- [What the task asks] Rewrite the following items as a numbered list, omitting blank lines and leaving the pictures out.

----- Source material

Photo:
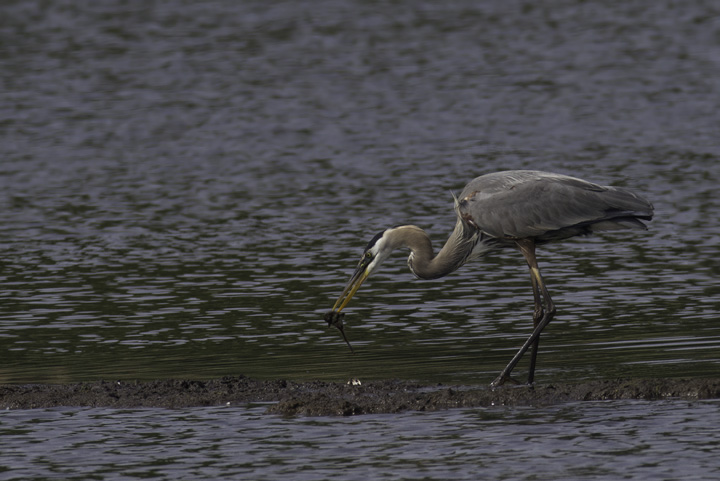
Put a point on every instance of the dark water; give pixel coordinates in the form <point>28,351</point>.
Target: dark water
<point>617,440</point>
<point>186,186</point>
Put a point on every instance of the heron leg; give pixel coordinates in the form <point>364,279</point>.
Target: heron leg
<point>537,316</point>
<point>542,315</point>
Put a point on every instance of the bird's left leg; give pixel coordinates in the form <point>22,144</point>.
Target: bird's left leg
<point>543,314</point>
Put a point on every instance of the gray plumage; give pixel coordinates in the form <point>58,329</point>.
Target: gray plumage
<point>546,206</point>
<point>518,209</point>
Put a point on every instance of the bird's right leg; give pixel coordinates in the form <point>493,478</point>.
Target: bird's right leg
<point>543,314</point>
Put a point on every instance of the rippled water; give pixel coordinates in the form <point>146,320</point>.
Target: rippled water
<point>630,440</point>
<point>185,188</point>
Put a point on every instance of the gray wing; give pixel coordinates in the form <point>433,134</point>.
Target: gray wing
<point>546,206</point>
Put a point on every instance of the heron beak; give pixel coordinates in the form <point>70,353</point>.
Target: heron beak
<point>358,277</point>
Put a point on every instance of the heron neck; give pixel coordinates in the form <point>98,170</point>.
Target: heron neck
<point>424,263</point>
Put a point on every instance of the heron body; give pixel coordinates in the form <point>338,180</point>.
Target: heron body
<point>513,209</point>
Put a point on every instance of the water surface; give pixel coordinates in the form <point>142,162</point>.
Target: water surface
<point>592,440</point>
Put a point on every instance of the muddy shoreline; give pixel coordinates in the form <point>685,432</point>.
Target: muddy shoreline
<point>317,398</point>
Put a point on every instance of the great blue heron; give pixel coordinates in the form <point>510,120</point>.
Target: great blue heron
<point>518,209</point>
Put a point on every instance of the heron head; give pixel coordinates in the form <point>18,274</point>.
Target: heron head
<point>374,254</point>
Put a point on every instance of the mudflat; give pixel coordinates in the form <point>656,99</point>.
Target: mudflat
<point>317,398</point>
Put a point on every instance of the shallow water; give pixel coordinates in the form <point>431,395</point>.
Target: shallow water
<point>592,440</point>
<point>186,187</point>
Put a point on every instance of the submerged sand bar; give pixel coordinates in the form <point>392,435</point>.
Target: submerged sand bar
<point>317,398</point>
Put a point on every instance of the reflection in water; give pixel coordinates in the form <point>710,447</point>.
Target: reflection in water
<point>653,440</point>
<point>185,189</point>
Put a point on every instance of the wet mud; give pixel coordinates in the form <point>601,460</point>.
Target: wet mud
<point>322,398</point>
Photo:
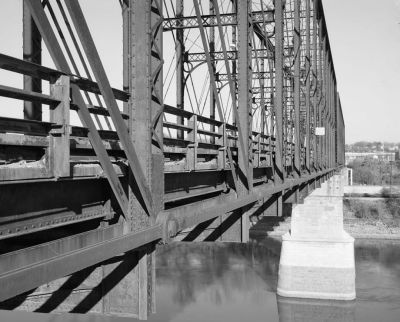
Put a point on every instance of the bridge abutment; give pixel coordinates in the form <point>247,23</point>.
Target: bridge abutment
<point>317,256</point>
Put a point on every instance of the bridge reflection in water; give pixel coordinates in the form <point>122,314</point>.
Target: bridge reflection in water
<point>237,282</point>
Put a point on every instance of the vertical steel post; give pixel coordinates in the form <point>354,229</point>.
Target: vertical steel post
<point>308,84</point>
<point>125,51</point>
<point>32,52</point>
<point>279,170</point>
<point>297,54</point>
<point>212,50</point>
<point>245,104</point>
<point>180,52</point>
<point>146,124</point>
<point>278,100</point>
<point>315,83</point>
<point>244,89</point>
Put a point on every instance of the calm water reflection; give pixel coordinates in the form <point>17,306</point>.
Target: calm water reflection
<point>234,282</point>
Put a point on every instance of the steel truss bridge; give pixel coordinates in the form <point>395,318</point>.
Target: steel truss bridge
<point>220,108</point>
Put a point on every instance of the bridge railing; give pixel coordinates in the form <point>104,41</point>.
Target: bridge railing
<point>51,149</point>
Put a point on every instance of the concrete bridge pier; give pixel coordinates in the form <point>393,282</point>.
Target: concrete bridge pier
<point>317,256</point>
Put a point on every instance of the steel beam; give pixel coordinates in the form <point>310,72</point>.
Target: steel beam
<point>228,19</point>
<point>27,277</point>
<point>61,63</point>
<point>32,52</point>
<point>108,95</point>
<point>297,55</point>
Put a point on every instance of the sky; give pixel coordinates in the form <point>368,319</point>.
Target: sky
<point>365,43</point>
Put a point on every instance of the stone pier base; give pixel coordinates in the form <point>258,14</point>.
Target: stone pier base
<point>317,256</point>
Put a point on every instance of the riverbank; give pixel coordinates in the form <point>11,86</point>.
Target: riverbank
<point>363,218</point>
<point>372,218</point>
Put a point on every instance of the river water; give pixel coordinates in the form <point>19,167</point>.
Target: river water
<point>237,282</point>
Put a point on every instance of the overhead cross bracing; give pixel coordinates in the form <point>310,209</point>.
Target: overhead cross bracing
<point>219,108</point>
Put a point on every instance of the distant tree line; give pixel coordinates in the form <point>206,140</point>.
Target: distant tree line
<point>374,172</point>
<point>364,146</point>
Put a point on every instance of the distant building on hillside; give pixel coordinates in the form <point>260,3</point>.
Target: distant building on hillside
<point>380,156</point>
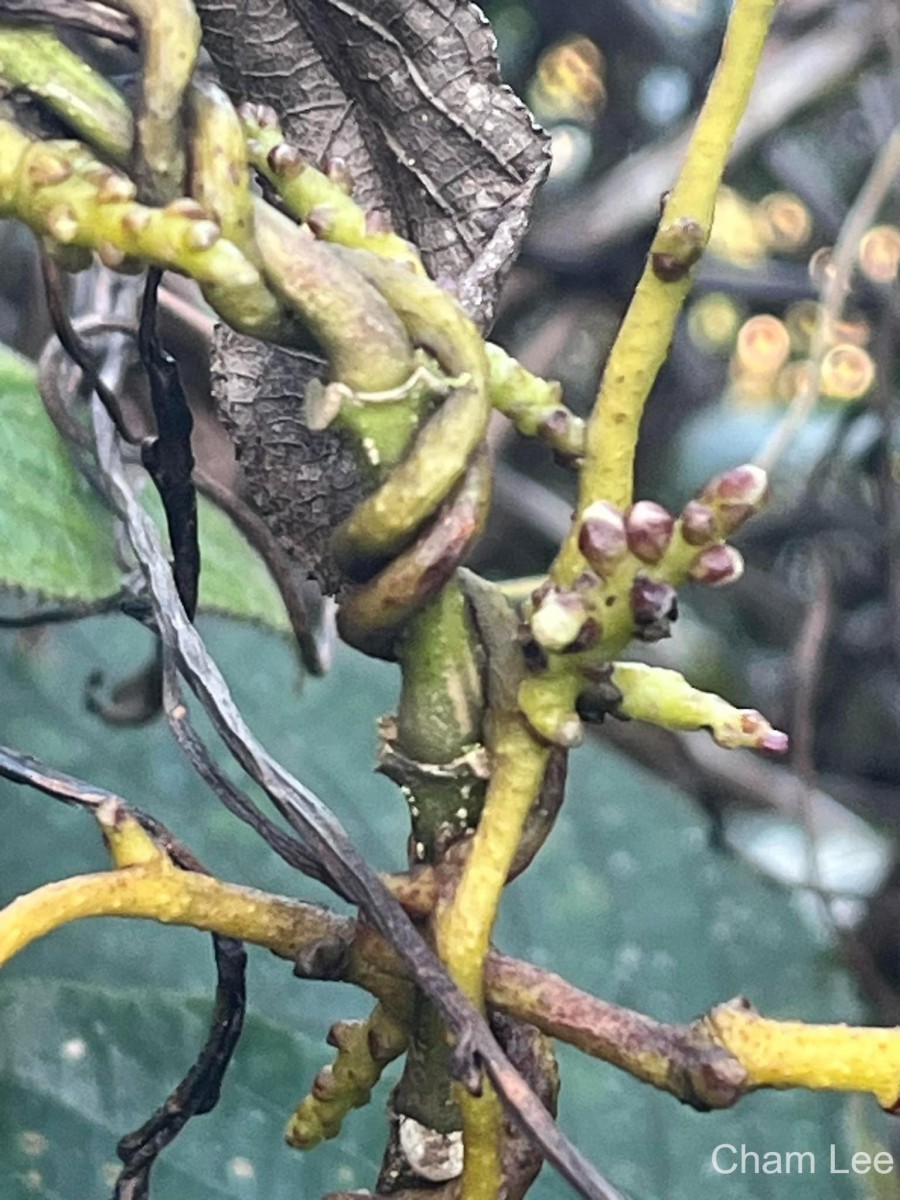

----------

- [Response]
1. Photo:
2. Put a point on every instance of the dark water; give pixel coordinates in the form <point>28,351</point>.
3. Target: dark water
4. <point>617,440</point>
5. <point>186,186</point>
6. Put a point on every instance of the heron leg; give pixel coordinates in the form <point>364,279</point>.
7. Target: heron leg
8. <point>537,316</point>
9. <point>542,315</point>
10. Put a point on every instance of the bird's left leg; give pixel coordinates in the form <point>22,144</point>.
11. Target: bird's left leg
12. <point>543,314</point>
13. Put a point on every instance of the gray plumage; give pixel coordinates in the form <point>58,329</point>.
14. Target: gray plumage
15. <point>546,206</point>
16. <point>518,209</point>
17. Put a point on every instance of the bird's right leg; give pixel coordinates in the form <point>493,478</point>.
18. Target: bird's right leg
19. <point>543,314</point>
20. Put a point on every instance of the rippled water; give pixel coordinates in the form <point>146,320</point>.
21. Target: rippled water
22. <point>630,440</point>
23. <point>185,188</point>
24. Put a point on every instance of the gray wing; give pixel coordinates in the form <point>433,134</point>.
25. Target: gray wing
26. <point>546,206</point>
27. Put a point on every instance of the heron beak; give pixel coordinates in the form <point>70,353</point>.
28. Target: heron beak
29. <point>358,277</point>
30. Put a point on every instance of the heron neck; give pixel coordinates in the form <point>98,170</point>.
31. Target: heron neck
32. <point>424,263</point>
33. Put a point on every instance of the heron body; give pixel coordinates in the form <point>338,180</point>.
34. Target: heron body
35. <point>513,209</point>
36. Put a point on every instance of the water surface; give pixel coordinates in the form <point>142,162</point>.
37. Target: water surface
38. <point>592,440</point>
39. Put a point on every instance of the muddy shoreline; give pixel coordinates in the form <point>685,432</point>.
40. Target: muddy shoreline
41. <point>317,398</point>
42. Put a point on every instance of the great blue heron; give pixel coordinates in the form <point>510,120</point>.
43. Target: great blue heron
44. <point>518,209</point>
45. Put a point on every instance of the heron head; give pixel coordinates in the form <point>18,274</point>.
46. Target: heron head
47. <point>374,254</point>
48. Put a point on every instance of the mudflat; give pixel coordinates in the form <point>656,99</point>.
49. Target: mudflat
50. <point>317,398</point>
51. Put a point on every instance of the shallow water; give pixel coordinates in the form <point>431,395</point>.
52. Target: shallow water
53. <point>592,440</point>
54. <point>186,187</point>
55. Put a point on every instance of the submerged sand bar; give pixel coordinates in the form <point>392,435</point>.
56. Target: submerged sand bar
57. <point>317,398</point>
58. Put a point on every instance of the reflection in water; give pixel coordinates in the form <point>710,447</point>.
59. Target: reflection in water
60. <point>653,440</point>
61. <point>185,189</point>
62. Put a point on every instance of the wet mud; give pixel coordinates in the form <point>601,460</point>.
63. Target: wet mud
64. <point>322,398</point>
65. Photo:
66. Put a point on every instance of the bridge abutment; give pixel coordinates in the form <point>247,23</point>.
67. Target: bridge abutment
68. <point>317,256</point>
69. Put a point on every instance of the bridge reflection in water; give pixel coordinates in the form <point>122,314</point>.
70. Target: bridge reflection in water
71. <point>237,282</point>
72. Put a point on every instance of the vertical steel post; give pixel coordinates in the form <point>354,229</point>.
73. Target: vertical steel post
74. <point>308,84</point>
75. <point>125,51</point>
76. <point>32,52</point>
77. <point>279,170</point>
78. <point>297,54</point>
79. <point>212,50</point>
80. <point>245,104</point>
81. <point>180,52</point>
82. <point>146,124</point>
83. <point>278,100</point>
84. <point>315,83</point>
85. <point>244,89</point>
86. Put a point on every instance of the calm water reflection; give pixel coordinates in the form <point>17,306</point>.
87. Target: calm water reflection
88. <point>234,282</point>
89. Put a point on every instance of the steel truss bridge; give pixel coordinates in the form <point>395,318</point>.
90. Target: steel truss bridge
91. <point>220,108</point>
92. Put a point on every instance of the bridge railing; give pixel coordinates in the form <point>104,41</point>.
93. Target: bridge railing
94. <point>51,149</point>
95. Put a point on every instance of the concrete bridge pier; give pixel coordinates in the form <point>393,282</point>.
96. Target: concrete bridge pier
97. <point>317,256</point>
98. Put a point on every instance of the steel beam; give pixel coordinates in the form <point>310,72</point>.
99. Target: steel beam
100. <point>228,19</point>
101. <point>27,277</point>
102. <point>61,63</point>
103. <point>32,52</point>
104. <point>108,95</point>
105. <point>297,55</point>
106. Put a point on every instance of the sky; give pixel coordinates in the form <point>368,319</point>.
107. Target: sky
108. <point>365,43</point>
109. Put a point on every instance of the stone pier base; give pixel coordinates in the form <point>258,14</point>.
110. Target: stone pier base
111. <point>317,256</point>
112. Put a point on every instance of the riverbank; give pixel coordinates in the form <point>11,86</point>.
113. Target: riverbank
114. <point>363,218</point>
115. <point>372,218</point>
116. Put a point on every instance of the river water; give pixel coordinates in the form <point>19,167</point>.
117. Target: river water
118. <point>237,282</point>
119. Put a point on every instance of the overhead cross bracing; give pixel coordinates in the form <point>310,209</point>.
120. Target: overhead cross bracing
121. <point>219,108</point>
122. Put a point on every instance of the distant tree line; give pixel coordinates in the form <point>206,140</point>.
123. Target: distant tree line
124. <point>374,172</point>
125. <point>364,146</point>
126. Put a point on every instance of the distant building on hillside; give pixel coordinates in the form <point>260,3</point>.
127. Target: distant building on hillside
128. <point>380,156</point>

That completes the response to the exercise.